## Consigna 1
Copia sin ningún cambio todas las líneas del listado, de la primera a la última.

## Texto proporcionado
>>>
Pero aquí hablamos, sobre todo, de identidad feminista como refuerzo solidario, igualitario, emancipador, como pertenencia colectiva, con una trayectoria transformadora, opuesta al machismo, a su identificación y a la prepotencia relacional como expresión de dominación y privilegios, o sea, vinculado al poder opresivo y, a veces, violento del orden establecido. En ese sentido, una identidad sociopolítica liberadora y una ética fuerte, anclada en los derechos humanos y la democracia, favorece el compromiso cívico por la igualdad y la libertad; es positiva para las mujeres y para la humanidad, es decir, encierra un contenido universal.

No se trata, por tanto, de la diferenciación o simple interacción entre géneros más o menos marcados y plurales, con distintas feminidades y masculinidades y posibilidades combinatorias, sino de la diferenciación entre feminismo y machismo y, por otra parte, entre un feminismo elitista o solo retórico, centrado en romper los «techos de cristal», y un feminismo popular, que apuesta por superar los «suelos pegajosos».

El pensamiento posestructuralista de Judith Butler tiene sus límites para hacer frente a los desafíos que suponen la consecución de la igualdad y la libertad de las mujeres. Desde distintas corrientes feministas se están realizando muchas contribuciones interesantes. Por citar otra feminista eminente, su colega estadounidense Nancy Fraser ha hecho aportaciones críticas significativas sobre el papel subordinado de las mujeres en la reproducción social y de cuidados y su vinculación con la segmentación capitalista y la división racista.

El sujeto social, imprescindible para la transformación colectiva

La acción feminista, individual y colectiva, junto con el cambio de actitudes y mentalidades más igualitarias, ha forjado una identidad feminista en el contexto histórico y estructural específico de las cuatro olas feministas. El sujeto es esa movilización feminista, esa corriente social y cultural emancipadora de claro sentido progresista.

No está definido por sus rasgos materiales u objetivos, biológicos, sexuales o de posición social dominada, con sus rasgos étnicos y de clase social, sino por su práctica sociocultural contraria a la discriminación y a las desventajas por razón de su sexo/género; es decir, por su comportamiento relacional, en el que interviene su subjetividad, frente a las ventajas comparativas de los varones, y la persistente segmentación, discriminatoria por sexo/género, de la vida pública, la actividad productiva y la reproducción social y de cuidados derivadas de las estructuras patriarcales de un sistema opresivo ancestral. 

Además, esa dinámica feminista está conectada en cada fase histórica con las estructuras económicas, sociales, culturales y políticas dominantes. La cuestión es cómo superar la desigualdad de género a través de la acción colectiva y la identificación feminista de un sujeto sociopolítico, junto con la ciudadanía progresista, capaz de transformar esas dinámicas discriminatorias.

La teoría de Butler sobre la importancia de la performatividad y las normas y discursos en la conformación del sujeto de género tiene elementos valiosos frente al determinismo y el esencialismo dominantes en otras tradiciones y hoy instrumentalizados por el feminismo transexcluyente, como bien critica la autora. El constructivismo social o de género rompe con los fundamentos discursivos naturalistas, positivistas o deterministas tradicionales y pone el énfasis en la capacidad de agencia de los propios seres humanos. El problema de un constructivismo voluntarista o irrealista, como la propia Butler reconoce, es la infravaloración de la realidad social o material (los propios cuerpos), que a veces se niega o se rechaza como incognoscible, y la sobrevaloración de la capacidad arbitraria y voluntarista de las ideas individuales.
<<<
## Listado
>>>
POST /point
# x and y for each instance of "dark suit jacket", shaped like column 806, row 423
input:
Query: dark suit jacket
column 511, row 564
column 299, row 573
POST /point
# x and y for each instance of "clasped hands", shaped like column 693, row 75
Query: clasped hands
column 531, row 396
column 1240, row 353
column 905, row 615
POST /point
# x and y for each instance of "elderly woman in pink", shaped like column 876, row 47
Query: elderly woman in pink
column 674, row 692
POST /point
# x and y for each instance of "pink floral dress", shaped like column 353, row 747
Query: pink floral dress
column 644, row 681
<<<
## Consigna 2
Traduce al inglés esta oración del texto proporcionado: «Desde distintas corrientes feministas se están realizando muchas contribuciones interesantes».

## Respuesta 1
POST /point
# x and y for each instance of "dark suit jacket", shaped like column 806, row 423
input:
Query: dark suit jacket
column 511, row 564
column 299, row 573
POST /point
# x and y for each instance of "clasped hands", shaped like column 693, row 75
Query: clasped hands
column 531, row 396
column 1240, row 353
column 905, row 615
POST /point
# x and y for each instance of "elderly woman in pink", shaped like column 876, row 47
Query: elderly woman in pink
column 674, row 692
POST /point
# x and y for each instance of "pink floral dress", shaped like column 353, row 747
Query: pink floral dress
column 644, row 681

## Respuesta 2
Many interesting contributions are being made from different feminist currents.